DOCUMENT PASSAGE:

--------------------

Jake Gyllenhaal and Anne Hathaway star in the latest romcom about an unlikely pair of people who initially hate one another and then learn they love one another only to find they can't be together before they decide to spend the rest of their lives together.
Every now again, Hollywood manages to produce a romantic comedy that reminds why they haven’t yet junked the genre altogether. “Love and Other Drugs," starring Anne Hathaway and Jake Gyllenhaal, is such a film.
“Love and Other Drugs,” based on Jamie Reidy’s memoir "Hard Sell: The Evolution of a Viagra Salesman," stars Gyllenhaal as Jamie Randall, a directionless 30-ish guy drifting through adulthood. With the help of his younger brother, a newly minted software millionaire, Jamie gets a sales job with Pfizer, and is assigned to sell Zoloft throughout Ohio.
During a visit to a doctor’s office, Jamie poses as an intern, and watches as a patient, Maggie Murdoch (Anne Hathaway), has a spot on her breast examined. It’s not until she catches up with him in the parking lot that she realizes his true identity, and nearly beats him unconscious with her purse, then snaps his photo with an old-school Polaroid and storms off, throwing him a one-finger salute over her shoulder. So Jamie of course gets Maggie’s phone number from the receptionist and begs her for “coffee.” Once you get past the idea that a breast examination is somehow sexy and that Maggie hasn’t yet called the police, you’re in for a smart and funny film about two seriously damaged people growing up just enough to fall in love.
Gyllenhaal, for perhaps the first time since “Bubble Boy,” portrays a multi-faceted person who experiences the full range of human emotions. Hopefully he’s gotten “Prince of Persia” out of his system and will continue to act. Hathaway smartly doesn’t overplay Maggie’s Parkinson’s, despite the disease consuming more of her life than she’d like. She’s tough and sexy, but determined to keep Jamie at an arm’s length for fear of needing him or, worse yet, being rejected by him because she is sick.

--------------------

DATA SEGMENT:

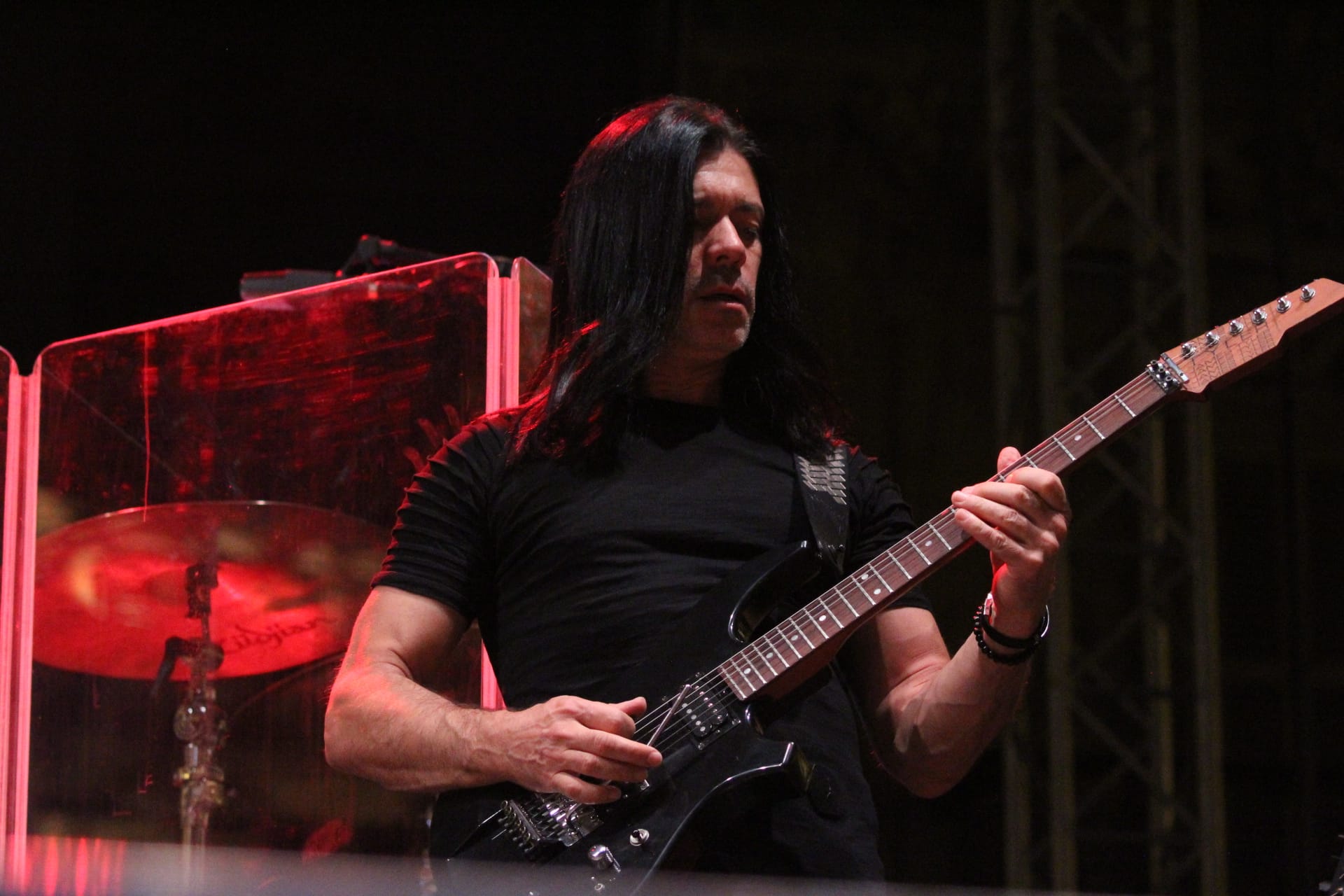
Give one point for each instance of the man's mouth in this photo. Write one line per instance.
(730, 296)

--------------------

Continue the review of "Love and Other Drugs" from its last sentence.

Gyllenhaal and Hathaway were previously in an onscreen romance in “Brokeback Mountain,” and that experience pays dividends here. The level of comfort between the two, especially considering the amount of nudity, is remarkable. Director Ed Zwick does a great job of shooting the sex scenes in such a way that it actually looks natural.
The morality, ethics and practices of the pharmaceutical and medical industries are part of the film’s backdrop, and to the credit of screenwriters Charles Randolph, Marshall Herskovitz and Zwick, the film resists polemics or rants. It takes a couple of deserved shots at Pfizer et al., but it doesn’t get up on a soapbox.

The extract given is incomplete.